----- Texte fourni -----
A la fin du dix-huitième siècle, ils ont quitté
l'Imerina, ma région, plus au nord, et se sont
déplacés par migrations successives vers le sud-est, tout
en restant sur les hauteurs, à la poursuite de la forêt.
Il se trouve que cette époque, durant laquelle les
rizières aménagées et les longues collines de
pâturage remplacèrent l'économie forestière
dans le pays de mes pères, correspondait aussi à
l'organisation d'un Etat centralisateur, à l'émergence du
projet d'un royaume n'ayant de limite que la mer, et donc aussi pour
nous, gens de l'intérieur, l'ouverture à
l'Occident : une mutation métaphysique se préparait.
A ce moment-là, les familles qui s'appelleront Zafimaniry s'en
allèrent.
----- Données brutes -----
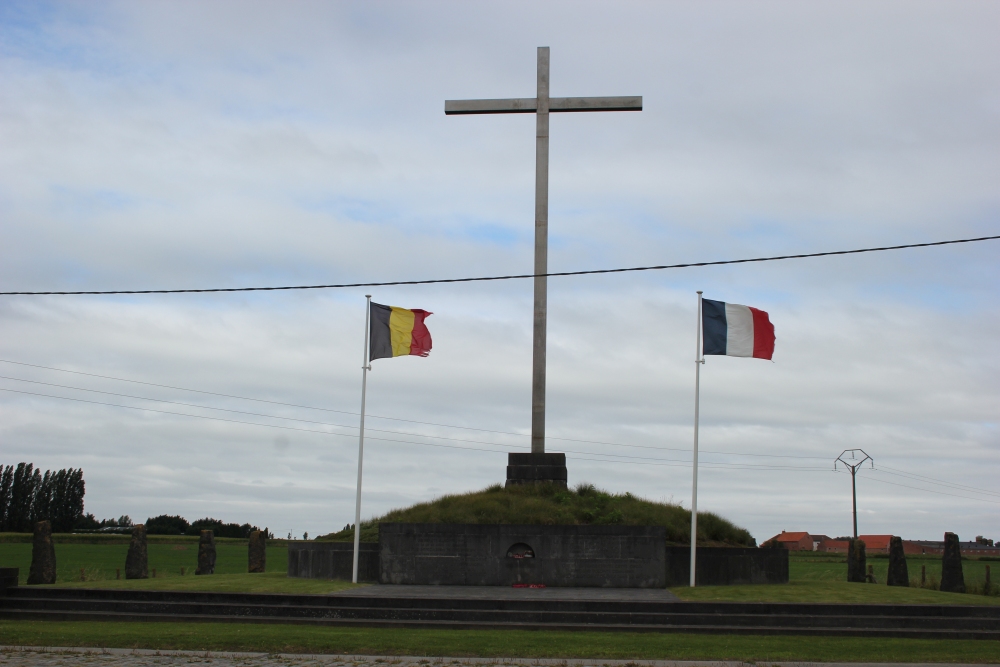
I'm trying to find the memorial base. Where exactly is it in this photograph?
[506,454,568,486]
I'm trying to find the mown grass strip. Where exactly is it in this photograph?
[0,621,1000,664]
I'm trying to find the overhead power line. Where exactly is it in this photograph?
[0,387,824,470]
[0,235,1000,296]
[835,468,1000,505]
[0,359,827,461]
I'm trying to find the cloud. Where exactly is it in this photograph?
[0,3,1000,539]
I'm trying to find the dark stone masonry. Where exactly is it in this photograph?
[506,454,569,487]
[194,530,215,574]
[379,523,666,588]
[288,541,379,582]
[667,547,788,586]
[941,533,965,593]
[885,535,910,586]
[247,530,267,573]
[288,524,788,588]
[847,540,868,584]
[28,521,56,585]
[125,523,149,579]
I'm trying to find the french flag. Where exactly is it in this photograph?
[701,299,774,359]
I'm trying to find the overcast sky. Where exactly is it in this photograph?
[0,1,1000,541]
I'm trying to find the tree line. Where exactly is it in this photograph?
[0,463,86,533]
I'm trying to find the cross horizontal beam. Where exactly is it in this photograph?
[444,95,642,116]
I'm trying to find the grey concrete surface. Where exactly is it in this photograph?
[330,584,680,602]
[0,646,981,667]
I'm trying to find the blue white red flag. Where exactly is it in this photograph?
[701,299,774,359]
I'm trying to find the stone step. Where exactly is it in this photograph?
[7,586,1000,622]
[7,597,997,630]
[0,609,1000,641]
[0,588,1000,640]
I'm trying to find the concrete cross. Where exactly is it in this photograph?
[444,46,642,454]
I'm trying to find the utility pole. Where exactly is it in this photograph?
[833,449,875,539]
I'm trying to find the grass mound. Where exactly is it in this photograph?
[316,484,756,547]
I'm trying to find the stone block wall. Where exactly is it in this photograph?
[379,523,666,588]
[288,541,379,581]
[666,547,788,587]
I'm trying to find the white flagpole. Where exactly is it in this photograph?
[691,290,705,588]
[351,294,372,584]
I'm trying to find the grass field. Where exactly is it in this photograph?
[317,484,755,546]
[0,621,1000,664]
[0,536,288,585]
[0,535,1000,605]
[0,535,1000,663]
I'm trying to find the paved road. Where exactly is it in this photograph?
[0,646,982,667]
[331,584,681,602]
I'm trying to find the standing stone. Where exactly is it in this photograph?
[247,530,267,572]
[847,540,867,584]
[885,535,910,586]
[194,530,215,574]
[28,521,56,585]
[941,533,965,593]
[125,523,149,579]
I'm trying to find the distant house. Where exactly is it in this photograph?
[903,540,1000,558]
[809,535,830,551]
[858,535,892,554]
[816,535,892,554]
[816,539,847,554]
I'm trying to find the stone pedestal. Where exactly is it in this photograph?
[194,530,215,574]
[125,523,149,579]
[28,521,56,585]
[885,535,910,586]
[847,540,868,584]
[506,454,568,486]
[941,533,965,593]
[247,530,267,572]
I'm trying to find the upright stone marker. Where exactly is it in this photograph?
[847,539,867,584]
[941,533,965,593]
[125,523,149,579]
[28,521,56,585]
[247,530,267,572]
[194,530,215,574]
[444,46,642,484]
[885,535,910,586]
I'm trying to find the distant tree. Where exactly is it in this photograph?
[48,468,86,533]
[146,514,191,535]
[187,517,260,539]
[4,463,41,533]
[0,463,85,533]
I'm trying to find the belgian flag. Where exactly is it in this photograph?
[368,301,432,361]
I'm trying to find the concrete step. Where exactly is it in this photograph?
[7,597,998,630]
[0,609,1000,641]
[0,588,1000,640]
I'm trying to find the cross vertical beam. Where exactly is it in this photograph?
[444,46,642,460]
[531,46,549,454]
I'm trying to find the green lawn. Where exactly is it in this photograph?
[0,535,1000,663]
[0,621,1000,664]
[670,552,1000,605]
[0,536,288,585]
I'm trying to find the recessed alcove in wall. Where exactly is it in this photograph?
[507,542,535,558]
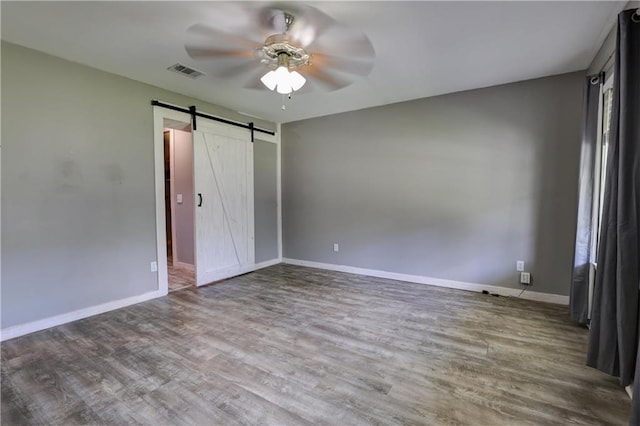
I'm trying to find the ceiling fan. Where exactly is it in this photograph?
[185,3,375,95]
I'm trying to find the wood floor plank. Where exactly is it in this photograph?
[0,265,630,425]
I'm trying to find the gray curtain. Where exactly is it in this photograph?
[569,73,604,324]
[587,9,640,422]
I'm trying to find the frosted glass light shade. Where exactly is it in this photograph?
[289,71,307,90]
[260,67,307,95]
[260,71,278,90]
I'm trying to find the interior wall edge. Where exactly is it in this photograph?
[0,290,166,342]
[282,258,569,305]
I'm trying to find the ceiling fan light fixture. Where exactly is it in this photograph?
[260,66,307,95]
[289,71,307,91]
[260,71,278,90]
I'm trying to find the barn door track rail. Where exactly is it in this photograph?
[151,99,276,142]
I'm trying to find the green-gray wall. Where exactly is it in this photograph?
[282,72,584,295]
[1,42,277,328]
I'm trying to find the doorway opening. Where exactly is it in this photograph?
[163,119,196,292]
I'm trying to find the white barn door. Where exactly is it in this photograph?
[193,118,255,286]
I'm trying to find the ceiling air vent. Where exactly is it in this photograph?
[167,64,204,78]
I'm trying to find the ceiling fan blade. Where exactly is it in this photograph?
[311,53,373,76]
[299,65,351,92]
[243,69,269,91]
[184,46,255,59]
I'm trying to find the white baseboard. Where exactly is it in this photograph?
[0,258,282,342]
[253,258,282,271]
[0,290,164,342]
[282,258,569,305]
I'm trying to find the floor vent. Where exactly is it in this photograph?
[167,64,204,78]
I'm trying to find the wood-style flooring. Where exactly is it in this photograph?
[1,265,630,426]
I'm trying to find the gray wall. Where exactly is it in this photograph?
[173,130,195,265]
[253,140,278,263]
[282,72,584,295]
[1,42,277,328]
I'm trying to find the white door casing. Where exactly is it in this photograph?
[192,118,255,286]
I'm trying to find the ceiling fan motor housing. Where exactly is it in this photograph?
[257,34,311,69]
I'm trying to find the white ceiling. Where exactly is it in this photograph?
[1,1,626,122]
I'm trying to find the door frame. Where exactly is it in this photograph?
[153,106,191,296]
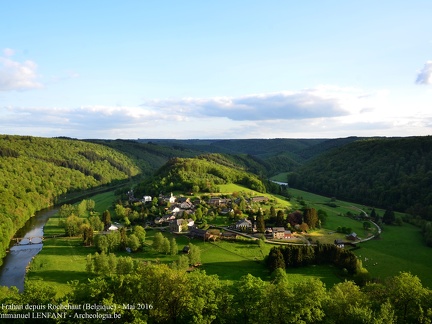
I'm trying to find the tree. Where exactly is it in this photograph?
[59,204,76,218]
[102,210,111,229]
[195,207,202,221]
[276,210,285,226]
[95,235,109,253]
[188,243,201,265]
[317,209,328,226]
[133,225,146,245]
[64,215,84,237]
[127,234,141,252]
[383,208,396,225]
[256,209,265,233]
[363,222,371,231]
[172,254,189,270]
[303,208,319,229]
[160,237,171,254]
[152,232,164,252]
[106,231,121,252]
[267,247,285,272]
[117,257,134,275]
[81,224,93,246]
[86,199,96,211]
[385,272,430,323]
[76,200,87,217]
[170,237,178,255]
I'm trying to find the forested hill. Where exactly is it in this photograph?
[134,137,362,177]
[136,154,265,195]
[289,136,432,219]
[0,135,139,264]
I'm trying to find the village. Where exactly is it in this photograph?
[122,191,352,248]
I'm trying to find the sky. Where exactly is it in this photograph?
[0,0,432,139]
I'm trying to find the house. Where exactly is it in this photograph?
[189,228,212,241]
[169,218,187,233]
[284,231,292,240]
[251,196,268,203]
[159,192,177,204]
[272,227,285,239]
[234,218,252,230]
[207,197,221,206]
[142,196,152,203]
[346,232,359,241]
[207,197,231,206]
[222,232,237,240]
[219,208,234,215]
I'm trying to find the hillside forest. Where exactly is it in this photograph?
[0,135,140,259]
[0,135,432,323]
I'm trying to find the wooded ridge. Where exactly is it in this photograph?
[0,135,140,266]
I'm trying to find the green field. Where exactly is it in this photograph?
[27,185,432,293]
[290,189,432,287]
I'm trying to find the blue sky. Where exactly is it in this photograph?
[0,0,432,139]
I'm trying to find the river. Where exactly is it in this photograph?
[0,208,58,292]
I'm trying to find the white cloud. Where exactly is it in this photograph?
[416,61,432,84]
[142,87,360,121]
[0,48,42,91]
[0,86,432,138]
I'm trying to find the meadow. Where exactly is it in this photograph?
[27,185,432,294]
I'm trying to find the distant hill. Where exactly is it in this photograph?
[136,154,266,195]
[0,135,140,262]
[87,139,206,176]
[289,136,432,219]
[134,137,368,177]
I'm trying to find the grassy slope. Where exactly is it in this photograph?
[290,189,432,287]
[27,185,432,292]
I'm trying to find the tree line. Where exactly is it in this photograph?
[0,135,139,264]
[288,136,432,220]
[266,243,367,279]
[0,264,432,324]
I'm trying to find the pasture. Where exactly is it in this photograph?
[27,185,432,294]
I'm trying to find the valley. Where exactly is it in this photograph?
[0,134,432,322]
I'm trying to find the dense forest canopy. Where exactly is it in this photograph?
[137,154,266,195]
[0,135,140,264]
[289,136,432,220]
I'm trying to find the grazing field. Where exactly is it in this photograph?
[290,189,432,288]
[27,185,432,294]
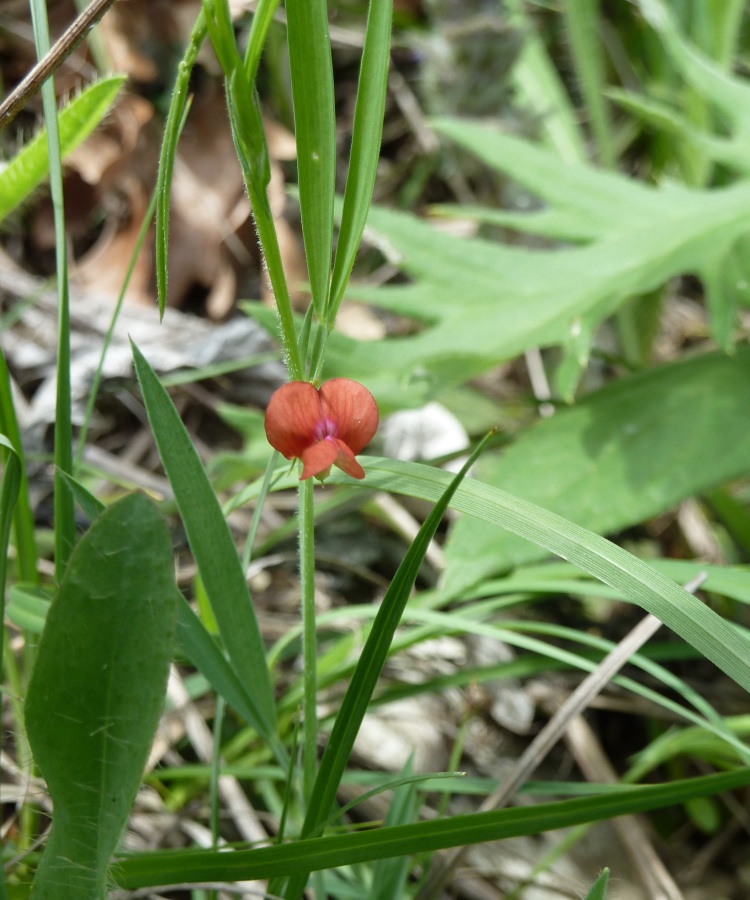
-----
→ **Consigne**:
Pourriez-vous poursuivre le texte sur la migration des familles zafimaniry, en reprenant juste après sa dernière phrase ?

→ **Résultat obtenu**:
En raison de leur isolement et de la permanence de l'environnement
forestier au fil de leurs migrations, leurs descendants auraient
gardé le mode de vie des anciens. Je comptais sur eux pour
retrouver le moi que j'avais jeté pour le monde nouveau. Je
m'étais précipité dans la gueule de celui-ci,
hypnotisé par ses biens et sa puissance. Ces choses-là
arrivent. Une histoire d'images. De surcroît, j'ai changé
de résidence, de ville, de pays, d'hémisphère.
Très vite, en avion (mes racines coupées, je rêvais
d'ailes). La vitesse non seulement amnésie mais déplace.
Lorsque je disais qui j'étais, on me rétorquait
« Vous n'êtes pas d'ici ».
Traînant des réminiscences d'ancêtres
derrière moi, je reviens sur mes pas. A croire que la rencontre
se ferait rien qu'en tirant un fil qui ne demande qu'à se
dérouler du néant jusqu'à moi, et s'imposerait. Je
m'acharne à terrasser mon changement. Voilà le pourquoi
de ces voyages, de ces pied-à-terre.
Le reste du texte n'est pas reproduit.